Exercise prompt:
Please transcribe every line of the listing below character for character, leaving the pictures out of your answer.

Input for this task:
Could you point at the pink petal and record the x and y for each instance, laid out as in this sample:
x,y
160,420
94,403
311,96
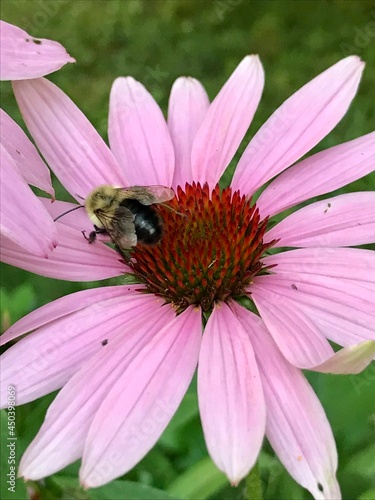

Complete output:
Could you point at the pink petal and record the x and y for each instance, laid out as in this sample:
x,y
160,420
94,403
311,96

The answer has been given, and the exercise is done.